§ What is required: The answer should be an exact repeat of the stretch of material below from the line containing "Target: dusk sky" through the line containing "Locate the white lane".
═════ Exercise material
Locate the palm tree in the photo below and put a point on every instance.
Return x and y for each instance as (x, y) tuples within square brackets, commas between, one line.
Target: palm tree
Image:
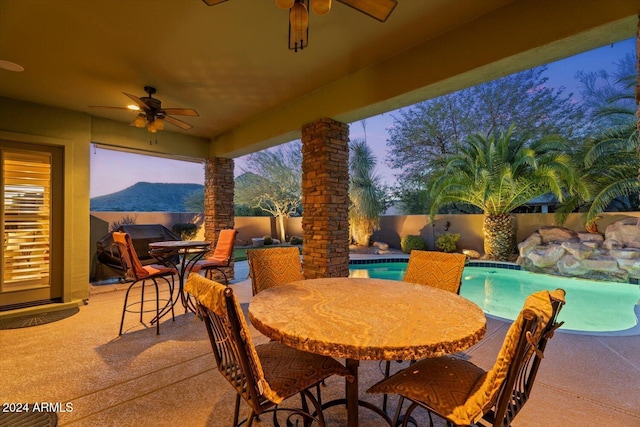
[(609, 163), (498, 173), (368, 196), (608, 160)]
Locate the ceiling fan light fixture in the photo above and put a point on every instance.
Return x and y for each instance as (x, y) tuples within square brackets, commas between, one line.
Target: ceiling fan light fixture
[(299, 16), (321, 7), (299, 25), (285, 4), (140, 121), (159, 123)]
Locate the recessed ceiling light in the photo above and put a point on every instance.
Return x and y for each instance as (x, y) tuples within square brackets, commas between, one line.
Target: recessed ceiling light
[(11, 66)]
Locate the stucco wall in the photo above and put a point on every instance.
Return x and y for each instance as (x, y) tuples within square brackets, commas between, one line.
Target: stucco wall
[(24, 122), (392, 227)]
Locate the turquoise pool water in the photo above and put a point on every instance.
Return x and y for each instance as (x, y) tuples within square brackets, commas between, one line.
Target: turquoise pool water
[(592, 307)]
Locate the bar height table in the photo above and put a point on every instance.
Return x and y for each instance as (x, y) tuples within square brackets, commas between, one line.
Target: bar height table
[(366, 319), (188, 252)]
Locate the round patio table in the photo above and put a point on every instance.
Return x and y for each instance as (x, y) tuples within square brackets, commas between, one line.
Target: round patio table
[(367, 319), (188, 253)]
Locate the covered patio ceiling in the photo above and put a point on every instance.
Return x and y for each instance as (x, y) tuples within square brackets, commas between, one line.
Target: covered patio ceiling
[(231, 63)]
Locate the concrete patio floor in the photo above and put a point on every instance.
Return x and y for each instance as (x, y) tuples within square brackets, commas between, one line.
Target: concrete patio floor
[(141, 379)]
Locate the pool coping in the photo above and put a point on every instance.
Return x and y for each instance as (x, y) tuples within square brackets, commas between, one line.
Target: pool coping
[(378, 259)]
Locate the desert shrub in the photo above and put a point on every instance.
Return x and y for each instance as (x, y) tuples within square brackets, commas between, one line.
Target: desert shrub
[(185, 230), (125, 220), (295, 240), (447, 242), (410, 242)]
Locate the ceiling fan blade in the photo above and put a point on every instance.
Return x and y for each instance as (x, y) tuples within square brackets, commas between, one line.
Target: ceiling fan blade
[(177, 122), (181, 111), (138, 101), (111, 108), (377, 9)]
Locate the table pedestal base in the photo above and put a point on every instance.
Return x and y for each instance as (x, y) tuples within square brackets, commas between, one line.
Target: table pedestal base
[(352, 402)]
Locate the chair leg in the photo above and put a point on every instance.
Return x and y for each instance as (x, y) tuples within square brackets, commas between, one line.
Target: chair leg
[(171, 288), (142, 300), (124, 307), (385, 397), (236, 413), (155, 284)]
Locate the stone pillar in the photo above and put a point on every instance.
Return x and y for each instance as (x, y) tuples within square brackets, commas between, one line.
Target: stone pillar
[(325, 199), (218, 201), (637, 88)]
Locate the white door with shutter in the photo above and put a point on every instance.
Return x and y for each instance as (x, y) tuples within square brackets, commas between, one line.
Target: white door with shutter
[(27, 219)]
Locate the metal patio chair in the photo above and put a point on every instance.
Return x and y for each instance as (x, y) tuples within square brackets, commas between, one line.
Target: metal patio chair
[(137, 273), (273, 267), (264, 375), (438, 269), (463, 393), (221, 256)]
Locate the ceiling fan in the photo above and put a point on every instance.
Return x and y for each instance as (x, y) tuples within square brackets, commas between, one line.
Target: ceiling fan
[(378, 9), (299, 14), (151, 114)]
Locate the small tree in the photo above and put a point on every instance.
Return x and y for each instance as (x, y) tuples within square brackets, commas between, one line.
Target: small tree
[(498, 173), (366, 192), (272, 181)]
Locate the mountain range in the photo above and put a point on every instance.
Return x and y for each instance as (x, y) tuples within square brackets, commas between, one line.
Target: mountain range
[(146, 197)]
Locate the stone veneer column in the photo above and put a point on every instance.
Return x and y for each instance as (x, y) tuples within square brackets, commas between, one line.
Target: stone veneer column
[(325, 199), (218, 202)]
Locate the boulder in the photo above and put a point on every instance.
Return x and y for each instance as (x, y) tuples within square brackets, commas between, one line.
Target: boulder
[(625, 253), (626, 231), (591, 238), (470, 253), (552, 234), (381, 246), (577, 249), (529, 244), (610, 244), (546, 256), (568, 265), (630, 265)]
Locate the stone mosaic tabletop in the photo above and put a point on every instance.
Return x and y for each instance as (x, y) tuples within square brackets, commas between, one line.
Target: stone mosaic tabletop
[(367, 319)]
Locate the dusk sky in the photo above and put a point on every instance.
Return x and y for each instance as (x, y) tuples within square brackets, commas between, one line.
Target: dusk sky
[(155, 169)]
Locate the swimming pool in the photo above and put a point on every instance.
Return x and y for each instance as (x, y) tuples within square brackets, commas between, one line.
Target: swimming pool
[(592, 307)]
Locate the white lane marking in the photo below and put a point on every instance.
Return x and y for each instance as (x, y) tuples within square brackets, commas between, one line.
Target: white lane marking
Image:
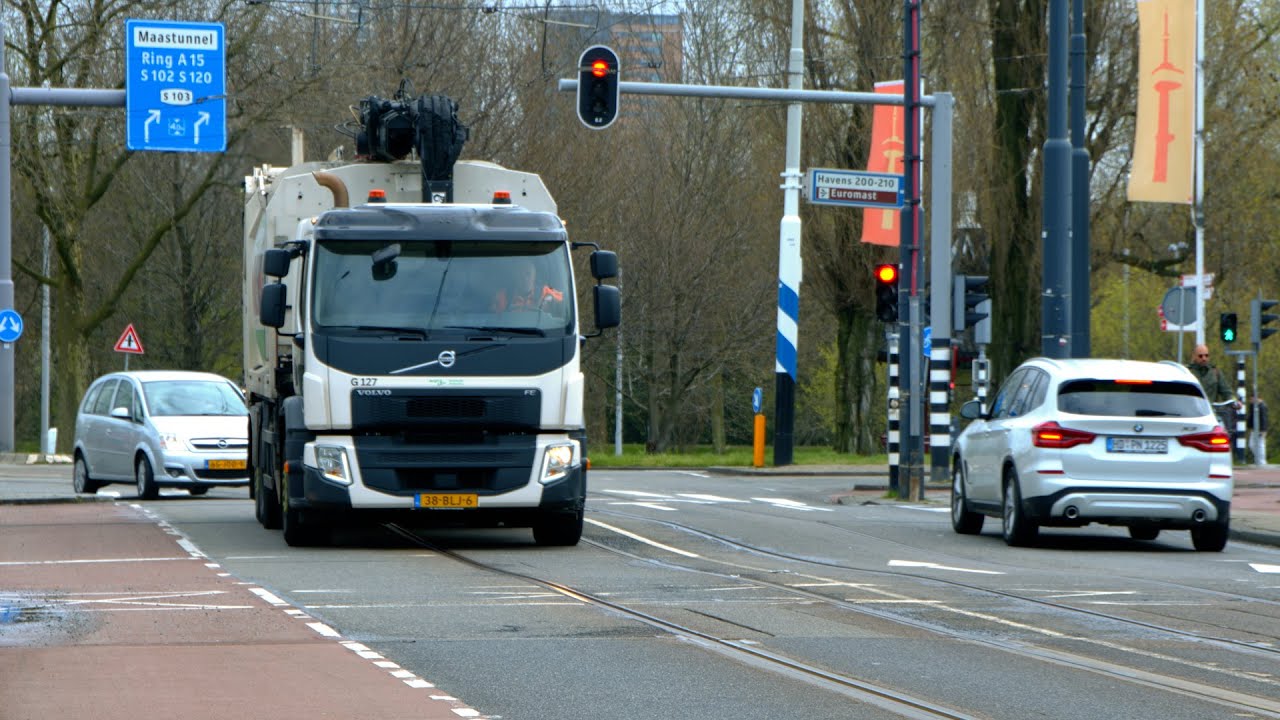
══════════
§ Final answer:
Target: dusk sky
[(155, 169)]
Locate the swimming pool in the photo above and put a point on every instance.
Return x and y for each instance as (x, y) tuples within square brackets, commas between, one line.
Target: swimming pool
[(592, 307)]
Locate the white lane marking in the photo below and put a point on every instance.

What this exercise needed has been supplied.